--- START PROVIDED MATERIAL ---

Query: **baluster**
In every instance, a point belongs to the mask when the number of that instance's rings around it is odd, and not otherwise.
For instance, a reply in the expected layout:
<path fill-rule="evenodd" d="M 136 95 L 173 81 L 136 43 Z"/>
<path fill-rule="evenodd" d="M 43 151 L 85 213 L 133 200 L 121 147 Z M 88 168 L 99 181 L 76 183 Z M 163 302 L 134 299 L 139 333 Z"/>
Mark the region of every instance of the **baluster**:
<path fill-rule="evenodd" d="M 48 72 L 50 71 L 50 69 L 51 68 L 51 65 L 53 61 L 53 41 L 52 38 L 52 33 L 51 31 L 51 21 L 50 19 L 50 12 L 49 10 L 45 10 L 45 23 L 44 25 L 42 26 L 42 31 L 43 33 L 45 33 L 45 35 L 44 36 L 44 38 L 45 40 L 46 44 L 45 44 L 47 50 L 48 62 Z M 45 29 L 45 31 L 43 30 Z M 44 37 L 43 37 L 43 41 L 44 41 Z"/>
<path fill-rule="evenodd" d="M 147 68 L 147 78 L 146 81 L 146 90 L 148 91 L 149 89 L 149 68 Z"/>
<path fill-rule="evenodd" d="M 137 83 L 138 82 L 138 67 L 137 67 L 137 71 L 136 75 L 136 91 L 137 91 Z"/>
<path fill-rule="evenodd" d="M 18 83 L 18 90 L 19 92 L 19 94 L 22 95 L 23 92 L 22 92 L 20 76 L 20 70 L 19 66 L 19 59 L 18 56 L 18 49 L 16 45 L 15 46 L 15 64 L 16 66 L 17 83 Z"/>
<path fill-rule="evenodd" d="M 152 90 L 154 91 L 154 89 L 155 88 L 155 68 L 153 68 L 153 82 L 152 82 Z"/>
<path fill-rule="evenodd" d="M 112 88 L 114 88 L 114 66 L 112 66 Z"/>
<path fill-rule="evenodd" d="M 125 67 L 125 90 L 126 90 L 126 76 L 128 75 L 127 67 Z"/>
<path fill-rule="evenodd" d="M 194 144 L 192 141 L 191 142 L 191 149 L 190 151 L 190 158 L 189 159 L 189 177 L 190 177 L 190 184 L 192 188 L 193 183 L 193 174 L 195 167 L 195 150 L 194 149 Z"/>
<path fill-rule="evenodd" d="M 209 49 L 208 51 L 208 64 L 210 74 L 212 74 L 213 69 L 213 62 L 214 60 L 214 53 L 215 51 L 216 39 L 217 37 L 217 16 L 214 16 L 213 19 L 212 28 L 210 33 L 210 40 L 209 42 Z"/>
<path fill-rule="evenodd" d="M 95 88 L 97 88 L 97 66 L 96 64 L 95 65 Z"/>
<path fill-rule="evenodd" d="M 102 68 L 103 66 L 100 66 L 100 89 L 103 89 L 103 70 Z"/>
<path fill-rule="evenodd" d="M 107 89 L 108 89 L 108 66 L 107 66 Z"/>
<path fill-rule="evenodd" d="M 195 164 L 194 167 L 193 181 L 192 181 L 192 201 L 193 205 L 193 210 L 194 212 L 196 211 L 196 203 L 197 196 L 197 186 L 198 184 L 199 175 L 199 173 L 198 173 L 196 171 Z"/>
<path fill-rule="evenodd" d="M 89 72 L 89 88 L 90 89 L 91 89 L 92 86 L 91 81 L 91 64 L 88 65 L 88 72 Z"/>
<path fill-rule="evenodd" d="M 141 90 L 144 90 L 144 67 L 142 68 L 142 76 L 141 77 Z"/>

--- END PROVIDED MATERIAL ---

GIVEN EXERCISE:
Please reproduce every one of the records above, word for word, with no changes.

ANSWER FOR THE TASK:
Query: **baluster**
In every instance, a point belongs to the mask when the number of that instance's rings around it is odd, and not otherwise.
For instance, a reply in the expected layout:
<path fill-rule="evenodd" d="M 136 95 L 173 81 L 136 43 Z"/>
<path fill-rule="evenodd" d="M 43 151 L 85 213 L 133 200 L 121 147 Z M 88 168 L 99 181 L 76 183 Z M 163 302 L 134 299 L 139 333 Z"/>
Mark the region of every instance of the **baluster**:
<path fill-rule="evenodd" d="M 48 72 L 50 71 L 50 69 L 51 68 L 51 65 L 53 61 L 53 41 L 52 38 L 52 33 L 51 31 L 51 21 L 50 19 L 50 12 L 49 10 L 45 10 L 45 23 L 44 25 L 42 26 L 42 31 L 43 33 L 45 33 L 45 35 L 44 36 L 44 38 L 45 40 L 46 44 L 45 44 L 47 50 L 48 62 Z M 45 29 L 45 31 L 43 30 Z M 44 37 L 43 37 L 43 41 L 44 41 Z"/>
<path fill-rule="evenodd" d="M 147 68 L 147 78 L 146 81 L 146 90 L 148 91 L 149 89 L 149 68 Z"/>
<path fill-rule="evenodd" d="M 137 83 L 138 82 L 138 67 L 137 67 L 137 71 L 136 75 L 136 91 L 137 91 Z"/>
<path fill-rule="evenodd" d="M 18 83 L 18 90 L 19 92 L 19 94 L 22 95 L 23 92 L 22 92 L 20 76 L 20 70 L 19 66 L 19 59 L 18 56 L 18 49 L 16 45 L 15 46 L 15 64 L 16 66 L 17 83 Z"/>
<path fill-rule="evenodd" d="M 152 90 L 154 91 L 154 89 L 155 88 L 155 68 L 153 68 L 153 82 L 152 82 Z"/>
<path fill-rule="evenodd" d="M 112 88 L 114 88 L 114 66 L 112 66 Z"/>
<path fill-rule="evenodd" d="M 125 67 L 125 90 L 126 90 L 126 76 L 128 75 L 127 67 Z"/>
<path fill-rule="evenodd" d="M 194 144 L 192 141 L 191 142 L 191 149 L 190 151 L 190 158 L 189 159 L 189 177 L 190 177 L 190 184 L 192 188 L 193 183 L 193 174 L 195 167 L 195 150 L 194 149 Z"/>
<path fill-rule="evenodd" d="M 209 49 L 208 51 L 208 64 L 210 74 L 212 74 L 213 69 L 213 62 L 214 60 L 214 53 L 215 51 L 216 39 L 217 37 L 217 16 L 214 16 L 213 19 L 212 28 L 210 33 L 210 40 L 209 42 Z"/>
<path fill-rule="evenodd" d="M 95 88 L 97 88 L 97 66 L 96 64 L 95 65 Z"/>
<path fill-rule="evenodd" d="M 102 68 L 103 66 L 100 66 L 100 89 L 103 89 L 103 70 Z"/>
<path fill-rule="evenodd" d="M 107 89 L 108 89 L 108 66 L 107 66 Z"/>
<path fill-rule="evenodd" d="M 195 164 L 194 167 L 193 181 L 192 181 L 192 201 L 193 205 L 193 210 L 194 212 L 196 211 L 196 203 L 197 196 L 197 186 L 198 184 L 199 175 L 199 173 L 198 173 L 196 171 Z"/>
<path fill-rule="evenodd" d="M 89 72 L 89 88 L 90 89 L 91 89 L 92 86 L 91 81 L 91 64 L 88 65 L 88 72 Z"/>
<path fill-rule="evenodd" d="M 141 90 L 144 90 L 144 67 L 142 68 L 142 76 L 141 77 Z"/>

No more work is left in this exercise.